PROBLEMS AND TASKS =
• 1. Translate this sentence from the speech about penalties for threats against public officials into Spanish: "It also comes from a place where public employees need to feel safe in their workplace."
• 2. Using the speech about penalties for threats against public officials, answer yes or no to each statement and quote the words that decide it. (a) The second amendment seeks increased penalties for those who threaten violence against public officials. (b) The increased penalties apply only when an official is at their place of work. (c) AFSCME employees at the meetings can recess the meeting when it gets too hot.
• 3. Carry on the speech about penalties for threats against public officials, starting after its last sentence.

PASSAGE PROVIDED =
══════════
The second amendment that I brought forward seeks increased penalties for those that threaten violence against public officials. That’s employees, that includes our housing inspectors that are followed, that includes Public Works employees that have been shot at, that includes the car bombed pickup truck from one of our public employees this past year. This also includes my colleague that got pinned to the top of an escalator after the council meeting two weeks ago.
It’s about increasing penalties against people who assault or threaten violence against any public official, even if they are not at their place of work, but because of their status as a public official. This includes, when your dad was mayor, threats against you, at home. Threats against you, at school. This is about the people that are at the mayor’s house, putting really icky anti-Semitic shit on his door more often than is ever shown. This increases penalties for things like that.
As I said in my comments at the beginning yesterday, my need to bring these things comes from a place of sadness. It also comes from a place where public employees need to feel safe in their workplace. We have AFSCME employees at our meetings, and they don’t get to recess the meeting. They don’t get to decide when it’s gotten too hot in there and leave. That’s up to the elected officials, and it’s not discretionary to them. That’s not fair. We did this resolution last year. Councilmember Chavez brought this up. Yeah, while that was while Public Works employees were out doing their work. That wasn’t about people following them home at night. That wasn’t about people pasting posters around Uptown suggesting threats to Director [of Regulatory Services] Saray Garnett-Hochuli because of her encampment policies. That’s what that second piece is looking to address.
══════════
RECORDS SUPPLIED =
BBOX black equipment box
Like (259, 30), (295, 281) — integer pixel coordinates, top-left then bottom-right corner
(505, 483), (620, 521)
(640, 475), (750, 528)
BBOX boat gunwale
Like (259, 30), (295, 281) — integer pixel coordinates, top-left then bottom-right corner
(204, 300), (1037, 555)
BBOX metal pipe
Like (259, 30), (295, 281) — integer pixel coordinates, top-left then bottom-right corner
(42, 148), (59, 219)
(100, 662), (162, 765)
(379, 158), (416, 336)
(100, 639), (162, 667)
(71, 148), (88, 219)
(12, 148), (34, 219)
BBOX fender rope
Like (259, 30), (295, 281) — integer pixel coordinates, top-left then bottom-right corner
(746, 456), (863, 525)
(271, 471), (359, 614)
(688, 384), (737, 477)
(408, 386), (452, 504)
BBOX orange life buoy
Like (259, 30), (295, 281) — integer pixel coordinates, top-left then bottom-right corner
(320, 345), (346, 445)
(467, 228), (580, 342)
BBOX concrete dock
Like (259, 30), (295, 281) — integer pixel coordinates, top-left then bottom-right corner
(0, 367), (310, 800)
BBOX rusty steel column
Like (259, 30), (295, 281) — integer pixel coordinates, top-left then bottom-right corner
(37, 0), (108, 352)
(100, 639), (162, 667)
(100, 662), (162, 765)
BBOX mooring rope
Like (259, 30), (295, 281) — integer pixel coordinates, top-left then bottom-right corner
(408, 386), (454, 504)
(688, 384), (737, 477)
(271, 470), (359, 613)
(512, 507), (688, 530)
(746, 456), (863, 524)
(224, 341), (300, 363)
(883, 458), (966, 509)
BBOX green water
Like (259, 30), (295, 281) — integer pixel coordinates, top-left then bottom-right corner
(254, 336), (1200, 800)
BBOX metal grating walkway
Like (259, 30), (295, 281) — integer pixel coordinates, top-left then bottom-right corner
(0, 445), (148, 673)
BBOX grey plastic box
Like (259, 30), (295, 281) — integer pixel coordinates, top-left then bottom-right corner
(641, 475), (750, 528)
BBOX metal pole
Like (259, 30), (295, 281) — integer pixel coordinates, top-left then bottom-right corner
══════════
SOLVED TASKS =
• 1. También nace de un lugar en el que los empleados públicos necesitan sentirse seguros en su lugar de trabajo.

• 2.
(a) Yes: "seeks increased penalties for those that threaten violence against public officials"
(b) No: "even if they are not at their place of work, but because of their status as a public official"
(c) No: "they don’t get to recess the meeting"

• 3.
Unfortunately, these are being highly politicized. I believe in peaceful protest. I do not believe what happened in the City Council chambers two weeks ago was peaceful.
SWV: On that second piece, do you wish you had done more to push for stronger penalties like these back in 2020 when certain members of the City Council had to go get private security?
LP: Sure. I wasn’t in a position to be able to do that back then. We were also in pandemic mode. I feel like it’s more on me because I’m part of council leadership now. Had I felt threatened as an individual, I could’ve gone and gotten some remediation. I could’ve gone and gotten some sort of security, too. This is something I’m really trying to do for the collective.
One of my anecdotes, Councilmember Ellison talked about it before me, it was about my colleagues whose security was so threatened that they had to have security at their homes. That is never going to help us attract good people to run for public office. That is never going to help us attract good people to lead our Regulatory Services department, or keep people as our Public Works director, or any of those things. That is serious.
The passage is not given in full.